Provided text ▸
Almost all of the action is rote and comprised of serviceable set pieces left over from other movies. Of course the bogus science is so unscientific the characters finally give up trying to explain it; the climactic gambit is so not "special" that it makes Interstellar look like an airtight quadratic. Instead, there's a good deal of talk about "not giving up" and the virtues of belonging to a select company who dare to try to fix what's wrong with both worlds, or something. Forget the plot—it’s the sociocultural ideas at the cockamamie story's core that begin to crawl up your leg, as the presumptions of elite creatives running the world, like an Ayn Rand daydream, get coupled with Disney sunshine-&-gloss, and the faults of the world as we know it—global warming, wars, etc.—are blamed on small-thinking "pessimists."

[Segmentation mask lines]
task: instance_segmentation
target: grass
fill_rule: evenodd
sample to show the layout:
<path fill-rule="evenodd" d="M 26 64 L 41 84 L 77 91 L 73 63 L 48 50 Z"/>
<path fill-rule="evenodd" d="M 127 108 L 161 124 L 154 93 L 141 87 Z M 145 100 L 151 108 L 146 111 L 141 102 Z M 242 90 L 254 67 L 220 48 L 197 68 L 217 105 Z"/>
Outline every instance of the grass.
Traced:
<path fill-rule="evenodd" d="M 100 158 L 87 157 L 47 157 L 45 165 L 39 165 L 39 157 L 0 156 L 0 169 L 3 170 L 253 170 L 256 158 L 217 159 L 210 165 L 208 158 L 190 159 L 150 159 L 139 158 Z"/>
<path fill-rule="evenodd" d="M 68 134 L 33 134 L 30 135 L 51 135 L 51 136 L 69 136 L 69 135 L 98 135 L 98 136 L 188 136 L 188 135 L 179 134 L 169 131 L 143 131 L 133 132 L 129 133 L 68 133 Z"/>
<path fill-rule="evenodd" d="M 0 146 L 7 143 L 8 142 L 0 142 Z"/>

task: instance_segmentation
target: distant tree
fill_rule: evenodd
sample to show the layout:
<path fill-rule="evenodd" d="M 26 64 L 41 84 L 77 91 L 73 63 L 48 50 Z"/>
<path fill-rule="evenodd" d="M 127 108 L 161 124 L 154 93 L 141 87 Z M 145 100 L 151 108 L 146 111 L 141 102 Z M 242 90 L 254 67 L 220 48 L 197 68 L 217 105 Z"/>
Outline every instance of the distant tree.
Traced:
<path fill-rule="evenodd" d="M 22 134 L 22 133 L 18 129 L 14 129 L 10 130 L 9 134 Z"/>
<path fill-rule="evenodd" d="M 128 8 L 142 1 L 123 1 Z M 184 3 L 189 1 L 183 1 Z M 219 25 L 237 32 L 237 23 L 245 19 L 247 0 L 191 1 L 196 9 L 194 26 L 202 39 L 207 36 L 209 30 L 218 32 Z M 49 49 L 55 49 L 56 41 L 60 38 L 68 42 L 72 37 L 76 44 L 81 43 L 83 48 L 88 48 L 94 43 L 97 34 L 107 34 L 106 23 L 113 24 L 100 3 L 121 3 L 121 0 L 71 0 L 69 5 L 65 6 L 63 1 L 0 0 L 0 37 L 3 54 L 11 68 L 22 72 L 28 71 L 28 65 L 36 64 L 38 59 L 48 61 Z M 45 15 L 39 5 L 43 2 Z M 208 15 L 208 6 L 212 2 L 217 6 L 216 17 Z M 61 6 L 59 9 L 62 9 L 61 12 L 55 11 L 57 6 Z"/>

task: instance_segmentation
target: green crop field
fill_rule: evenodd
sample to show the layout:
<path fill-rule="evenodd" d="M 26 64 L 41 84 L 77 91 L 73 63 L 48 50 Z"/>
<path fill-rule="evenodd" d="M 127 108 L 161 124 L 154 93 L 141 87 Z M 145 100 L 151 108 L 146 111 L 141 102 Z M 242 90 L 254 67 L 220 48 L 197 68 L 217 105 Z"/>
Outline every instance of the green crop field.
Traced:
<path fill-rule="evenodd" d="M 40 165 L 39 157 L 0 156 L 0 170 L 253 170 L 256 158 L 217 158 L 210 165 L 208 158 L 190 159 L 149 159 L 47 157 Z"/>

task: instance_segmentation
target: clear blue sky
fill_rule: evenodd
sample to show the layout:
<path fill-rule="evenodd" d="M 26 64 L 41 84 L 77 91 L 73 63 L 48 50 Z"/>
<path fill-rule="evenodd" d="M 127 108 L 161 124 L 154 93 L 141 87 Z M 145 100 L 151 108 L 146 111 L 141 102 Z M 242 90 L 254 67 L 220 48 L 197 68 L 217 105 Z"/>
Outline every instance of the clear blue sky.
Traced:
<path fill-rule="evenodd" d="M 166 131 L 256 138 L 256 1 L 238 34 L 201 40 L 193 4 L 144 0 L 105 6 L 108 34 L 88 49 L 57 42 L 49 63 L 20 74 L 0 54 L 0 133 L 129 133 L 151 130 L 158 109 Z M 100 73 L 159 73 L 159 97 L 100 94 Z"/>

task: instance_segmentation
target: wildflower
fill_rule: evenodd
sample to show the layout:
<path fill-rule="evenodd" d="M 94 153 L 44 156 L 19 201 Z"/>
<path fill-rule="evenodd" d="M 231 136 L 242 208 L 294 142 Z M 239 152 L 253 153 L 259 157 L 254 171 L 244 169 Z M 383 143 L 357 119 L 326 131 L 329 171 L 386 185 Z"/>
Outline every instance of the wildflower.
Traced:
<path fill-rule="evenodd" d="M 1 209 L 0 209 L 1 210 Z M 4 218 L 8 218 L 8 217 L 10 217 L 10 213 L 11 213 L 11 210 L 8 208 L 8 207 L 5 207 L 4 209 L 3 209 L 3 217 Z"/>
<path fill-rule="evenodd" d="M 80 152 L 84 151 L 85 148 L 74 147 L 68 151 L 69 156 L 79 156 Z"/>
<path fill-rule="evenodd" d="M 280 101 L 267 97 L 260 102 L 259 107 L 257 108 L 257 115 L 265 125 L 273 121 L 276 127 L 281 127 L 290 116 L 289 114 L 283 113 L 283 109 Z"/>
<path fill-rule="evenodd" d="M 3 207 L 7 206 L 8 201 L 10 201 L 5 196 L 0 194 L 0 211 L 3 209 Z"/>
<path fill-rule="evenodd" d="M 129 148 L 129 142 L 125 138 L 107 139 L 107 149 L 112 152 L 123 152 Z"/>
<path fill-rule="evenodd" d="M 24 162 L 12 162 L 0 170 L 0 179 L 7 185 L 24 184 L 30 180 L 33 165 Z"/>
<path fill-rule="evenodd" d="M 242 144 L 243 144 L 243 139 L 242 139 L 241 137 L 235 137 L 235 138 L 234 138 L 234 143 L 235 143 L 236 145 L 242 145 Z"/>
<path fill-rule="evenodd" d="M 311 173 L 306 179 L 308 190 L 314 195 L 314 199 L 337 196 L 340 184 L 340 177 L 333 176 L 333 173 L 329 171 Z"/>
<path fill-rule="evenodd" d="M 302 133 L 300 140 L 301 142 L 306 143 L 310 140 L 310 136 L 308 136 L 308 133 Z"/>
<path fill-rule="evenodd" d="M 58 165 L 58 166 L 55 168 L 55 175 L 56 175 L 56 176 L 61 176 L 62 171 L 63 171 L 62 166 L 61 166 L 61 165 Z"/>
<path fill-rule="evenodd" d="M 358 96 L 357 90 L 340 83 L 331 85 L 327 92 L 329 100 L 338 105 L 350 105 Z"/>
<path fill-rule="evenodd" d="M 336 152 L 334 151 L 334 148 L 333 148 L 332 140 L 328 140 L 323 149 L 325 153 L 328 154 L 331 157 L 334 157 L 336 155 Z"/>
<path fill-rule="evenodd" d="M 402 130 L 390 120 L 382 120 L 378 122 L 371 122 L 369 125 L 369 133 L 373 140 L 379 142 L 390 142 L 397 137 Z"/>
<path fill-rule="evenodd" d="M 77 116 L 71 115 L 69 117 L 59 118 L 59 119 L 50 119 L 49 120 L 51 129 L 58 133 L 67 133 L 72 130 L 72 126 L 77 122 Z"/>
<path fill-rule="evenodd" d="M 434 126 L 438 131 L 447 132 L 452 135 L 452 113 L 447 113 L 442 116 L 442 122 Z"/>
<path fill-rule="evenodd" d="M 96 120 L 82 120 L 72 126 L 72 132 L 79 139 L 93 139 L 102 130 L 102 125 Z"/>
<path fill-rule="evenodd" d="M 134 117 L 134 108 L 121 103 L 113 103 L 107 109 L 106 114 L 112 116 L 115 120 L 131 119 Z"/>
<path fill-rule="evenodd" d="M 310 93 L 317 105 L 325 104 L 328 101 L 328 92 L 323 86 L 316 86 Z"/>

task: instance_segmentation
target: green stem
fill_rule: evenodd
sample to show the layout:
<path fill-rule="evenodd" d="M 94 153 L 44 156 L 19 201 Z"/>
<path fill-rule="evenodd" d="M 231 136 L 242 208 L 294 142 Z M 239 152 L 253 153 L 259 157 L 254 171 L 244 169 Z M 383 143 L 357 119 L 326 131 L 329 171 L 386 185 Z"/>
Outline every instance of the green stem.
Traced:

Task prompt ▸ Decide whether each statement agrees with the film review, answering yes or no and quoting the exact words of the review that settle it: (a) the characters eventually stop trying to explain the science; (b) most of the action is fresh and original; (c) the idea of elite creatives running the world is likened to an Ayn Rand daydream. None of the lines above are needed here.

Result below ▸
(a) Yes: "the characters finally give up trying to explain it"
(b) No: "Almost all of the action is rote and comprised of serviceable set pieces left over from other movies."
(c) Yes: "the presumptions of elite creatives running the world, like an Ayn Rand daydream"